Segmentation dataset excerpts –
= = = = = = =

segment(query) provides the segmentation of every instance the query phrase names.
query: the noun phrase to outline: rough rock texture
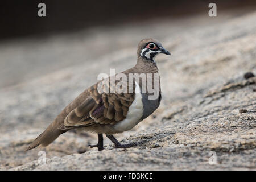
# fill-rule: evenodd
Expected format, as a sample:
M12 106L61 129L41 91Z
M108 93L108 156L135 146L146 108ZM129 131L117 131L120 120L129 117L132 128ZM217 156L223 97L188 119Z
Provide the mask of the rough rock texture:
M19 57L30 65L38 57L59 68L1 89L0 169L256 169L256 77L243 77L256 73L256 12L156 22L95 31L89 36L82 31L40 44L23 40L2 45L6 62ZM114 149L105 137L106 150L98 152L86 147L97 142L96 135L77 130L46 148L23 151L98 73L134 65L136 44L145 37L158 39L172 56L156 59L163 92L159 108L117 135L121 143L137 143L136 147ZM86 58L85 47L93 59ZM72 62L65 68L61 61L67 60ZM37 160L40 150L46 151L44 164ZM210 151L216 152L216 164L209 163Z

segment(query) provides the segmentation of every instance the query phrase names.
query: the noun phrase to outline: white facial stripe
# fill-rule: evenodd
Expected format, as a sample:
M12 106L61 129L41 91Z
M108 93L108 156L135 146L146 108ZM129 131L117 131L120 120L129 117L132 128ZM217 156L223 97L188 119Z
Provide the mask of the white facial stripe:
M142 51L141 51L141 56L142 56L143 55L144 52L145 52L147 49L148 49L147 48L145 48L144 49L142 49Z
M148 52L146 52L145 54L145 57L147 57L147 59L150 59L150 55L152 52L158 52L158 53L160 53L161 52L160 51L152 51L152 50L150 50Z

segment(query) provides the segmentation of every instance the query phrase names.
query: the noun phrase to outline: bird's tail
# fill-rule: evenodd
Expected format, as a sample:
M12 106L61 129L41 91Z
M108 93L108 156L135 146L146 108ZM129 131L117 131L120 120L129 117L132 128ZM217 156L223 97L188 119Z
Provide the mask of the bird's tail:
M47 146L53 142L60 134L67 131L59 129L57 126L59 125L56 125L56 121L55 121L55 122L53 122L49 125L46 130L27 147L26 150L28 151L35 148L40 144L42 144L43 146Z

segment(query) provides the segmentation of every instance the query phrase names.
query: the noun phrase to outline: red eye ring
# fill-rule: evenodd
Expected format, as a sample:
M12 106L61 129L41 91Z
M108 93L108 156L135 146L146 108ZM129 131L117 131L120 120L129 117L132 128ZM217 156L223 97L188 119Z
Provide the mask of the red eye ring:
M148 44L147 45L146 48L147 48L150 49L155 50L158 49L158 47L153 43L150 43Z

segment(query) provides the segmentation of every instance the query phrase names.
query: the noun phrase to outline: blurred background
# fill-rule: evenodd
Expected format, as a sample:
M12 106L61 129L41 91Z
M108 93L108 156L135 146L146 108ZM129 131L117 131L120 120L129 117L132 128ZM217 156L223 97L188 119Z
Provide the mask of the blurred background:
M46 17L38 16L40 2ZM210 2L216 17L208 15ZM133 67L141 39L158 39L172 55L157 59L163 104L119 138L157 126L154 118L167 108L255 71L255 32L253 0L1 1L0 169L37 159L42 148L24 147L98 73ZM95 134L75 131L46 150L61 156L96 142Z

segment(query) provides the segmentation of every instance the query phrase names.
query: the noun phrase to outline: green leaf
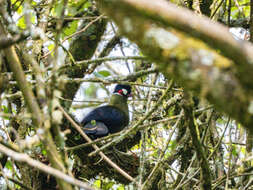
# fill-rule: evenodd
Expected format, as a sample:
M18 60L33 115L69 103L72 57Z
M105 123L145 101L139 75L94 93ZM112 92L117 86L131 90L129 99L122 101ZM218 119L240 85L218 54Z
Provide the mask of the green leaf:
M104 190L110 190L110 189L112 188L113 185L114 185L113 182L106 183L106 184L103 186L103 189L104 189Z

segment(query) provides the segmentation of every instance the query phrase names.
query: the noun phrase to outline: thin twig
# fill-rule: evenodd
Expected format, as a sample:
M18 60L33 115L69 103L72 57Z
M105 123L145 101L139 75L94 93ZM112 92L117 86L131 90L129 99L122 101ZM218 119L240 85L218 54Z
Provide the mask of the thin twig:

= = = = = = =

TASK PROMPT –
Leave the pictures out and copy the rest of the data exactly.

SOLUTION BELOW –
segment(query) provides the segmentation of every instance the query phrase names.
query: the noun phrase to outline: rough rock texture
# fill-rule: evenodd
Expected format, as a sample:
M12 106L61 129L41 91Z
M108 93L108 156L135 146L146 108ZM129 131L117 131L120 120L129 117L132 128ZM217 156L223 97L188 119Z
Provide the mask of the rough rock texture:
M19 57L30 65L38 57L59 68L1 89L0 169L256 169L256 77L243 77L256 73L256 12L156 22L95 31L89 36L82 31L40 44L23 40L2 45L6 62ZM114 149L105 137L106 150L98 152L86 147L97 142L96 135L77 130L46 148L23 151L98 73L134 65L136 44L145 37L158 39L172 56L156 59L163 92L159 108L117 135L121 143L137 143L136 147ZM86 58L85 47L93 59ZM72 62L65 68L61 61L67 60ZM37 160L40 150L46 151L44 164ZM210 151L216 152L216 164L209 163Z

segment(query) provides the segmentation of every instance the query phrase names.
query: the noun phrase to outline: white facial stripe
# fill-rule: evenodd
Expected format, as a sample:
M12 106L61 129L41 91Z
M108 93L108 156L135 146L146 108ZM129 131L117 131L120 120L129 117L132 128ZM217 156L223 97L188 119Z
Provide the mask of the white facial stripe:
M142 51L141 51L141 56L142 56L143 55L144 52L145 52L147 49L148 49L147 48L145 48L144 49L142 49Z
M148 52L146 52L145 54L145 57L147 57L147 59L150 59L150 55L152 52L158 52L158 53L160 53L161 52L160 51L152 51L152 50L150 50Z

segment(query) provides the segmentation of every instance the query phrase names.
query: the noun phrase to outline: bird's tail
# fill-rule: evenodd
Expected format, as a sample:
M12 106L61 129L41 91Z
M108 93L108 156L135 146L146 108ZM129 131L117 131L120 120L129 117L132 128ZM217 156L223 97L188 119Z
Provide the mask of the bird's tail:
M47 146L53 142L60 134L67 131L59 129L57 126L59 125L56 125L56 121L55 121L55 122L53 122L49 125L46 130L27 147L26 150L28 151L35 148L40 144L42 144L43 146Z

segment(query) provides the segmentation of every instance the query phrase names.
query: the noun phrase to outline: red eye ring
# fill-rule: evenodd
Expected format, as a sample:
M12 106L61 129L41 91Z
M108 93L108 156L135 146L146 108ZM129 131L117 131L120 120L129 117L132 128ZM217 156L223 97L188 119Z
Provide the mask of the red eye ring:
M148 44L147 45L146 48L147 48L150 49L155 50L158 49L158 47L153 43L150 43Z

segment(query) provides the segmentation of every instance the query phrase names.
query: the noun phrase to outline: blurred background
# fill-rule: evenodd
Expected format, as a sample:
M12 106L61 129L41 91Z
M108 93L108 156L135 146L146 108ZM129 131L117 131L120 120L129 117L132 128ZM217 156L223 97L188 119Z
Provide the mask of the blurred background:
M46 17L38 16L40 2ZM210 2L216 17L208 15ZM133 67L141 39L158 39L172 55L157 59L163 104L119 138L157 126L154 118L167 108L255 71L255 32L253 0L1 1L0 169L37 159L42 148L24 147L98 73ZM95 134L75 131L46 150L61 156L96 142Z

segment(query) provides the segmentation of every instance the query phrase names.
query: the noun phrase to outline: green leaf
# fill-rule: evenodd
Expected format, as a sample:
M18 60L33 115L69 103L72 57Z
M105 123L145 101L139 75L94 93ZM112 92L117 86L131 90L129 99L122 101ZM218 119L240 85L218 54Z
Provide the mask of the green leaf:
M104 190L110 190L110 189L112 188L113 185L114 185L113 182L106 183L106 184L103 186L103 189L104 189Z

segment(query) provides the segmentation of every instance the query phrase names.
query: the noun phrase to outline: thin twig
# fill-rule: evenodd
Expected format, as a sample:
M18 60L33 115L69 103L72 57Z
M105 123L145 101L139 75L94 93ZM112 92L117 86L131 90L129 99L122 101ZM218 119L240 85L218 54Z
Provide the mask of the thin twig:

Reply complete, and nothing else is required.